▶ Metin Bölümü

........

CEVAP : davalı tarafından yasal süresi içinde cevap dilekçesi sunulmamıştır. Davalı vekili … tarihli dilekçesinde özetle; müvekkiline yapılan tebligatın usulsüz olduğunu, posta memurunun tebligat yaptığı kişinin müvekkilinin çalışanı olmadığını, müvekkili şirketin davacıya yönelik herhangi bir borcunun olmadığını, davacının düzenlediği faturanın taraflarına ulaşmadığını takipten geç haberleri olduğunu, öğrenme tarihi olan 08/12/2022 tarihinden itibaren hüküm doğurmasını ve davanın reddini istemiştir.
DELİLLER : Mahkememizce taraf teşkili sağlanmış davanın taraflarına delillerini ibraz etme olanağı tanınmış uyuşmazlığın çözümü için gereken bütün deliller toplanmıştır.
Davacı tarafça Kayseri Genel İcra Dairesi’nin … Esas sayılı dosyası, … tarihli … nolu fatura, e-mail kayıtları, ticari defterler, bilirkişi incelemesine delil olarak dayanılmıştır.
Kayseri Genel İcra Dairesi’ne müzekkere yazılarak … Esas sayılı dosyasında takibin açıldığı tarihi gösteren sayman mutemet alındısı, takip talebi, ödeme emri, ödeme emrinin borçluya tebliğine ilişkin tebliğ mazbatası, borçlunun borca itiraz dilekçesi, icra müdürlüğünün durdurma kararı, borçlu tarafından kısmi ödeme yapılmış olması halinde ödeme belgesi ve takip dayanağı olan belgenin bir örneğinin uyaptan gönderilmesi istenilmiştir. 28/01/2022 tarihli yazı ile müzekkeremize cevap verilmiştir. İncelenmesinde davalı borçlu adına borca itiraz dilekçesi veren ve dava dosyasına … tarihli dilekçeyi veren vekilin sunduğu vekaletname yazılı adrese dava dilekçesinin tebliğ edildiği görülmüştür.

........

▶ Yapılacak Çalışmalar
1. Karar metnine göre Kayseri Genel İcra Dairesi müzekkereye hangi tarihli yazıyla cevap vermiştir?
2. Karar metninin "CEVAP : davalı" sözleriyle başlayıp "delil olarak dayanılmıştır." sözlerine kadar süren kısmını, "posta memurunun" ifadesini "görevlinin" ile değiştirerek yeniden yazın.

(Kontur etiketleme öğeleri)
........

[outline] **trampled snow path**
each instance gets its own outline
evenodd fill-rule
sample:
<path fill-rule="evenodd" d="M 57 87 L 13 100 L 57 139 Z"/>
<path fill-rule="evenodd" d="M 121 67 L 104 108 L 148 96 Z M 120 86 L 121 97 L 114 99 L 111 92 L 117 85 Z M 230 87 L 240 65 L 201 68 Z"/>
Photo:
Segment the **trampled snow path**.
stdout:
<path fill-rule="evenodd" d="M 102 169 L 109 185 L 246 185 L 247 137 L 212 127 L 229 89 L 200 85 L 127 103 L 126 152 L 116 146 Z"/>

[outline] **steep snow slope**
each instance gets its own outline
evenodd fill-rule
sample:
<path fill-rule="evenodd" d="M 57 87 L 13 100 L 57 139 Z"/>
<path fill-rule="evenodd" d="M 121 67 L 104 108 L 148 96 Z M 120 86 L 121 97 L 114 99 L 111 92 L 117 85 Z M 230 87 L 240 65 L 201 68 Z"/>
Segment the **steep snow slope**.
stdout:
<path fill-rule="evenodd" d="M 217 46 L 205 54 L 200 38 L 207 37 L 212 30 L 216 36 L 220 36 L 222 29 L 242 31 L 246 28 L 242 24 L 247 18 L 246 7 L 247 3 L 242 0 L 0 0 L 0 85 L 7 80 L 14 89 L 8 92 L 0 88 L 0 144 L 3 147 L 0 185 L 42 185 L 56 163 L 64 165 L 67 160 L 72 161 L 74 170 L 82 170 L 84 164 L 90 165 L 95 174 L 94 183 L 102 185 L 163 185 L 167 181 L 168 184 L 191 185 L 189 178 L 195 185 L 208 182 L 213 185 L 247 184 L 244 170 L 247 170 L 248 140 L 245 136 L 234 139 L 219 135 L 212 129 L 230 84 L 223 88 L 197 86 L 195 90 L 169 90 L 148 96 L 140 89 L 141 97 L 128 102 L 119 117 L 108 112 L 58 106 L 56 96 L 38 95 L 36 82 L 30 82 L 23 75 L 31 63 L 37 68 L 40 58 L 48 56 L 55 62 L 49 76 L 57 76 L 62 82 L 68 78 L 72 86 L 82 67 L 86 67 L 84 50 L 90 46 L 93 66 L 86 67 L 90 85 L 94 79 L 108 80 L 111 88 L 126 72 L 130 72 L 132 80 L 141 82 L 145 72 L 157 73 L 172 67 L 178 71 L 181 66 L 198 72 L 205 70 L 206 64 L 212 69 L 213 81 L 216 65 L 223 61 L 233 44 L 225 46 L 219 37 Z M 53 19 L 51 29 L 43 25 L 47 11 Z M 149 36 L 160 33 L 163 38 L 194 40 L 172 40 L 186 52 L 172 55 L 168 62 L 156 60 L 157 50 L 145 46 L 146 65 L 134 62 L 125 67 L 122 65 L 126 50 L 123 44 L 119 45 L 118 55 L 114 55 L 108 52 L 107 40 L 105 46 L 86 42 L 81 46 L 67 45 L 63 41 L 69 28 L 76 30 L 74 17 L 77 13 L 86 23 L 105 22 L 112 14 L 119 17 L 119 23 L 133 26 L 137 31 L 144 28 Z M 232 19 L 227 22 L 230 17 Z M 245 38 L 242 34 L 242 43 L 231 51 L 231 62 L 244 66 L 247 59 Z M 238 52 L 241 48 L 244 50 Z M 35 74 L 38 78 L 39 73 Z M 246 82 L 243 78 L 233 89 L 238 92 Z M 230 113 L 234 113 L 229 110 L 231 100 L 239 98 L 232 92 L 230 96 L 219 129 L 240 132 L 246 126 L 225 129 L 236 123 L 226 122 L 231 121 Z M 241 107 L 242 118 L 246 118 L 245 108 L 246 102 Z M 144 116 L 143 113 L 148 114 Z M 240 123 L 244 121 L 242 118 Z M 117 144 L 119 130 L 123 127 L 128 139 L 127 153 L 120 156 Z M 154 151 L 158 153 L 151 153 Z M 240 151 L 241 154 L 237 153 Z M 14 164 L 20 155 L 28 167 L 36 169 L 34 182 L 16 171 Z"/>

........

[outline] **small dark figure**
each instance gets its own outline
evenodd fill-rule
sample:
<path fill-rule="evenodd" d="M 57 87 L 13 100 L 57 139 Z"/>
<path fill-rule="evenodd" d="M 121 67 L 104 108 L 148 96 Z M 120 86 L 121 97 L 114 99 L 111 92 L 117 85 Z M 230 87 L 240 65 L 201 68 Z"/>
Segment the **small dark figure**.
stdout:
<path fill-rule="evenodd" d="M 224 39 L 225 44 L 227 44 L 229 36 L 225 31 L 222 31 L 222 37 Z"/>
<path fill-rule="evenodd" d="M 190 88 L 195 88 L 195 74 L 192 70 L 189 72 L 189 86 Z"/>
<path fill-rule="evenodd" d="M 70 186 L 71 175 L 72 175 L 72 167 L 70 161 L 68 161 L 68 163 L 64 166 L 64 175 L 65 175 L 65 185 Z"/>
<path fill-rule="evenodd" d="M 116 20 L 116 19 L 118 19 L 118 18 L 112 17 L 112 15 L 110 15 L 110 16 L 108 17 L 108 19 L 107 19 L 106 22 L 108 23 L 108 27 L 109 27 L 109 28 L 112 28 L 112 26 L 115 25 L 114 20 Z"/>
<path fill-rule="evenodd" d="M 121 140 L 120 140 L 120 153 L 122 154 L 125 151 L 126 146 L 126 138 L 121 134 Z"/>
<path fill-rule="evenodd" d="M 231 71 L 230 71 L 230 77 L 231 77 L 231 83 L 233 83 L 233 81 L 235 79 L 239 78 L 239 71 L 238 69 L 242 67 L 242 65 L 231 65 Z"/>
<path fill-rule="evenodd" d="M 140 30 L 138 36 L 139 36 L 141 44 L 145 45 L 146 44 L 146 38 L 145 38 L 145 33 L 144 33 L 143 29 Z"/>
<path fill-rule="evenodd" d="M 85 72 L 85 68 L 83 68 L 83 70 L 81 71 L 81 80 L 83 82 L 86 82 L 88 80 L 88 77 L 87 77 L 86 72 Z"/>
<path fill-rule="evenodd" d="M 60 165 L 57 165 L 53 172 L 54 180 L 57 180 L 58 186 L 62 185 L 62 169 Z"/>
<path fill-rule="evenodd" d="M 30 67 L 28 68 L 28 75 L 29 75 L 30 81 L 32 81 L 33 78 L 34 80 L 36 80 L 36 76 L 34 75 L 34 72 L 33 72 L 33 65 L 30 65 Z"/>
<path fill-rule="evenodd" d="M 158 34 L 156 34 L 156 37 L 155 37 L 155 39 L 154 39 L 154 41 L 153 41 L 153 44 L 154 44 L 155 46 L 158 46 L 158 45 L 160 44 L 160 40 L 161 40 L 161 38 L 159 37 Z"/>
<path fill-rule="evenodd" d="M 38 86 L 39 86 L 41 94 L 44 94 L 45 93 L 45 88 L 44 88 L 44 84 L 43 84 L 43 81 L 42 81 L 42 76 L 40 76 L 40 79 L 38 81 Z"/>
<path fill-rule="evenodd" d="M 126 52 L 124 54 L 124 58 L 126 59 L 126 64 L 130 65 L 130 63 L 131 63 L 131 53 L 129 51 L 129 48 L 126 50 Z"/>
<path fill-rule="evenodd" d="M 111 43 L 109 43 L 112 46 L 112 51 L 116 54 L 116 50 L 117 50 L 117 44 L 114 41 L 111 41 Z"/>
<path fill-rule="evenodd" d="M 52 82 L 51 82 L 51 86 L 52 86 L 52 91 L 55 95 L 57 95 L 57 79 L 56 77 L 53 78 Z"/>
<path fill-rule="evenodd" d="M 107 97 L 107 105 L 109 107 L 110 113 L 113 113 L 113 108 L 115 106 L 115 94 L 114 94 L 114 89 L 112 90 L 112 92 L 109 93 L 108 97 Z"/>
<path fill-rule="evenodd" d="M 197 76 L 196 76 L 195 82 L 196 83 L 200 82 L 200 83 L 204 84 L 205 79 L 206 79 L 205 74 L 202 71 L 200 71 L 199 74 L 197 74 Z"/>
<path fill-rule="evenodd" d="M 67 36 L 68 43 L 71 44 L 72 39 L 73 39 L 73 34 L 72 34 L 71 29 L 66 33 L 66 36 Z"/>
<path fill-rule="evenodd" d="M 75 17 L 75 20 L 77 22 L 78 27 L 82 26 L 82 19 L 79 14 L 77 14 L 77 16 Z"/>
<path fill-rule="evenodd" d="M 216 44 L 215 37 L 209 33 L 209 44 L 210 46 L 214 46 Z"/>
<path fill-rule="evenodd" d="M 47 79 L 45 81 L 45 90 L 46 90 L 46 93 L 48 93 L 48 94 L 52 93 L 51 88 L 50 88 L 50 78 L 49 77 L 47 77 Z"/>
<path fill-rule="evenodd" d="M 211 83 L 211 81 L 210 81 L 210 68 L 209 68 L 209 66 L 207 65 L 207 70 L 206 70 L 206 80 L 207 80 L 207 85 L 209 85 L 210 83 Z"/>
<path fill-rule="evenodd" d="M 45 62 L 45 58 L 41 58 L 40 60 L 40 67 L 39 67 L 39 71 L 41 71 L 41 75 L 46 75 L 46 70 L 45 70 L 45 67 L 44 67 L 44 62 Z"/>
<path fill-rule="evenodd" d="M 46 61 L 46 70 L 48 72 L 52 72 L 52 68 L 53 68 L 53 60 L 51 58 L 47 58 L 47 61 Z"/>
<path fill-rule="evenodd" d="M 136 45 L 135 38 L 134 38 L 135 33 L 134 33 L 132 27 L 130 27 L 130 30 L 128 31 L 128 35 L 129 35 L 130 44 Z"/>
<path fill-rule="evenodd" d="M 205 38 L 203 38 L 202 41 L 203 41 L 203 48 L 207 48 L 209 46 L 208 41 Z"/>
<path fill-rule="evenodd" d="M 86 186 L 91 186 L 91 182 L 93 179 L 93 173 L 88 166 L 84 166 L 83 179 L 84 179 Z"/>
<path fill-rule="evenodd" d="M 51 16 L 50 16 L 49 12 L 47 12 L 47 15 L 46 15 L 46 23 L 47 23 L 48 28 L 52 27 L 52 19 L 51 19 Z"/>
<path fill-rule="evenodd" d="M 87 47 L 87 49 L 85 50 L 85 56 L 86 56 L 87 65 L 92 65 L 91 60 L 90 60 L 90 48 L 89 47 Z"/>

........

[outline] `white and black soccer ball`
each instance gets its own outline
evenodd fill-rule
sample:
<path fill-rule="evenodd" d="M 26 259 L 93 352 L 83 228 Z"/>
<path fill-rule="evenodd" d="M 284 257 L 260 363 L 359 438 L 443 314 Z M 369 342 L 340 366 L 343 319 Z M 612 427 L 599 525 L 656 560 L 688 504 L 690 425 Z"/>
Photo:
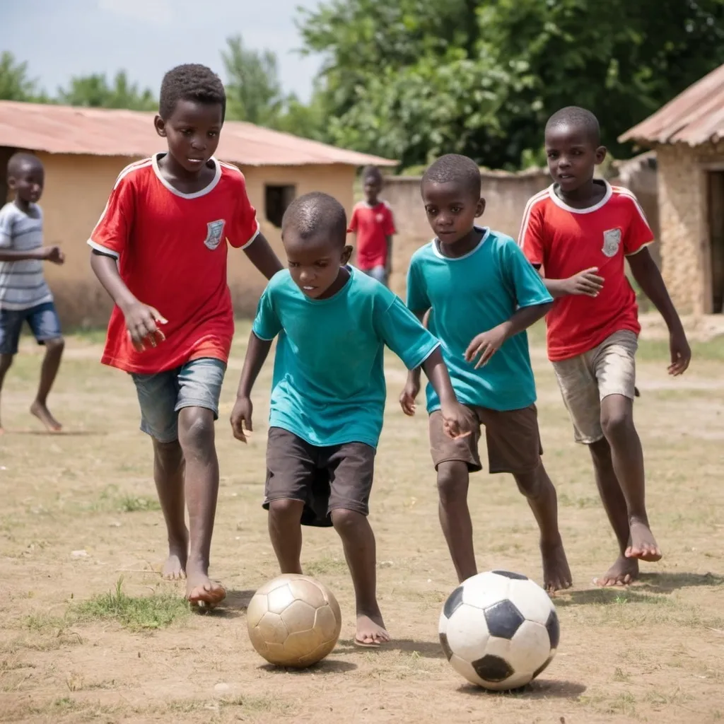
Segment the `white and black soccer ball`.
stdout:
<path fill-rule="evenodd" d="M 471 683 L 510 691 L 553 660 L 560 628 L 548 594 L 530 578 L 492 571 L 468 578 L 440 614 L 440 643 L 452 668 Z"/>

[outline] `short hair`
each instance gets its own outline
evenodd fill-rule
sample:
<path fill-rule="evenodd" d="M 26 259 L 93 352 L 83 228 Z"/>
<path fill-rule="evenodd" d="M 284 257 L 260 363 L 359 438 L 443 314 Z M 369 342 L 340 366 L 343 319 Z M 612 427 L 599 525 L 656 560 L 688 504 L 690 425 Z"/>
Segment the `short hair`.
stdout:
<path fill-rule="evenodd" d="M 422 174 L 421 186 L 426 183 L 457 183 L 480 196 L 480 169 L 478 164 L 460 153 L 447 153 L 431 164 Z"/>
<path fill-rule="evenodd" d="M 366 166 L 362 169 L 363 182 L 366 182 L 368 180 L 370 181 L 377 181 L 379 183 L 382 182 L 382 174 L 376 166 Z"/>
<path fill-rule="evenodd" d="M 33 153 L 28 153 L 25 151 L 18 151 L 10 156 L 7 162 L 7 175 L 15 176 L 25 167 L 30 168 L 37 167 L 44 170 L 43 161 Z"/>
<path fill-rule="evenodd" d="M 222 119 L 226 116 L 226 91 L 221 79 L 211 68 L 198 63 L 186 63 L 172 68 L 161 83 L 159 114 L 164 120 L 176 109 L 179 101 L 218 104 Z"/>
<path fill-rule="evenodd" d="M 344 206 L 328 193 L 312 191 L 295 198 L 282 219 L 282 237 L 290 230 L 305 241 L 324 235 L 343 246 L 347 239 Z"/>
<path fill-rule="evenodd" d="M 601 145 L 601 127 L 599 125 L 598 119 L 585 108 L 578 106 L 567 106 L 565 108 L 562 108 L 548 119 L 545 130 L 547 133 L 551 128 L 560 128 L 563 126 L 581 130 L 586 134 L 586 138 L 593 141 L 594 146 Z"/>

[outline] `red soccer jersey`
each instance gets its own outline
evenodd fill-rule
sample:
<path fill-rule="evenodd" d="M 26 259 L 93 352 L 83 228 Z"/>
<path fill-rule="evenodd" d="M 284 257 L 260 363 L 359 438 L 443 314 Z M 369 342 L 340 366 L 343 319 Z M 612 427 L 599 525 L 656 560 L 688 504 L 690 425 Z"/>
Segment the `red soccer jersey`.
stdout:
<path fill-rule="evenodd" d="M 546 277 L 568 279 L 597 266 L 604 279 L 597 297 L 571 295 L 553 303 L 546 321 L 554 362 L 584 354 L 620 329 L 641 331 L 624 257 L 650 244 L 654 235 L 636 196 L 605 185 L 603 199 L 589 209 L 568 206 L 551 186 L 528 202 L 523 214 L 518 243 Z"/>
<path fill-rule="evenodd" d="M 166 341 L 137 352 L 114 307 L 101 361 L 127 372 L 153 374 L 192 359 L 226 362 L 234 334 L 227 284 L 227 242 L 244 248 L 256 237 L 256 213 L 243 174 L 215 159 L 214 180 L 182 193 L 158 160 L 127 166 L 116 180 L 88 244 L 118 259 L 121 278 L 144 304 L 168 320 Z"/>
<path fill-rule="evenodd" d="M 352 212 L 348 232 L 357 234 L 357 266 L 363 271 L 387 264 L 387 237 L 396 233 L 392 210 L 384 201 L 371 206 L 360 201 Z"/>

........

▶ Görev Sonuçları
1. 28/01/2022 tarihli yazıyla.

2.
CEVAP : davalı tarafından yasal süresi içinde cevap dilekçesi sunulmamıştır. Davalı vekili … tarihli dilekçesinde özetle; müvekkiline yapılan tebligatın usulsüz olduğunu, görevlinin tebligat yaptığı kişinin müvekkilinin çalışanı olmadığını, müvekkili şirketin davacıya yönelik herhangi bir borcunun olmadığını, davacının düzenlediği faturanın taraflarına ulaşmadığını takipten geç haberleri olduğunu, öğrenme tarihi olan 08/12/2022 tarihinden itibaren hüküm doğurmasını ve davanın reddini istemiştir.
DELİLLER : Mahkememizce taraf teşkili sağlanmış davanın taraflarına delillerini ibraz etme olanağı tanınmış uyuşmazlığın çözümü için gereken bütün deliller toplanmıştır.
Davacı tarafça Kayseri Genel İcra Dairesi’nin … Esas sayılı dosyası, … tarihli … nolu fatura, e-mail kayıtları, ticari defterler, bilirkişi incelemesine delil olarak dayanılmıştır.